Material for this task:
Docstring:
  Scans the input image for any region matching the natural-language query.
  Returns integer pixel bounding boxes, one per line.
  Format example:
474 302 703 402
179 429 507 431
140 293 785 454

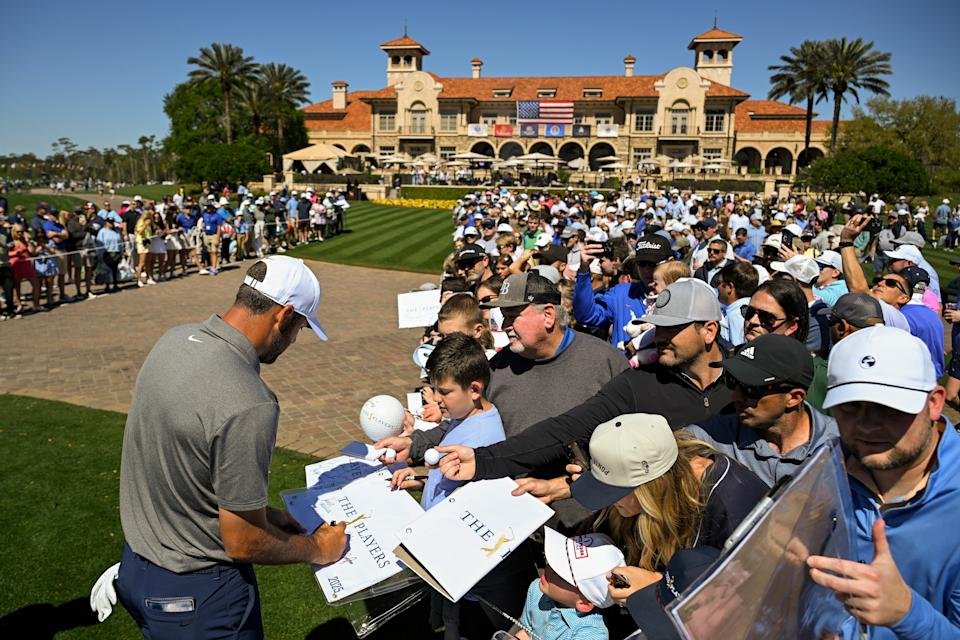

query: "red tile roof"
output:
434 75 749 102
690 27 743 46
303 89 393 131
734 100 831 133
380 36 427 51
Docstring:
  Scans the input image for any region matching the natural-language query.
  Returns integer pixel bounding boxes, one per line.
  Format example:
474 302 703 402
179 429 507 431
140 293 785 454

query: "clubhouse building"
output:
303 27 830 182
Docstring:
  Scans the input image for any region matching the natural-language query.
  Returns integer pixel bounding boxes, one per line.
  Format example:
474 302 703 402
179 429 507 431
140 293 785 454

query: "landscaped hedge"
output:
293 173 380 184
660 178 763 193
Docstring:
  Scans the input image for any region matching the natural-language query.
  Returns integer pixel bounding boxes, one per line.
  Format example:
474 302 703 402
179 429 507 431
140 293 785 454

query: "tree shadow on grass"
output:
304 598 443 640
0 598 97 640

Your task: Swap "input image" for "input photo" in every entry above and write the lines out again with nothing else changed. Leave out the pictures.

Output:
Docstring:
  Scans the input photo for any region matching the natural-language query.
  Returns integer pixel bounding boxes, one per line.
  Format example:
474 302 703 402
179 429 507 431
140 293 785 454


query: "red tile roof"
output:
434 75 749 102
690 27 743 46
303 89 393 131
734 100 831 133
380 36 427 51
Docstring:
  Scans the input photo for any region matching the natural-language query.
  Returns integer pixel bounding boxes, one per line.
  Format example:
474 302 703 402
179 429 507 431
140 293 785 454

query: "clubhouse building"
output:
303 27 830 182
Docstring:
  Scans the input photo for any region matching the natural-language query.
  Returns integer pixel bounding boxes, one per line.
  Format example:
474 302 703 402
179 429 507 431
140 293 785 454

query: "landscaped hedge"
output:
293 173 380 184
660 178 763 193
Docstring:
  Scans the input photo for any region matching the natural-language query.
  Returns integer pixel bounding boxes, one per line.
  Format example:
474 302 703 402
179 429 507 431
140 293 785 454

query: "tree shadow on grass"
output:
304 598 443 640
0 598 97 640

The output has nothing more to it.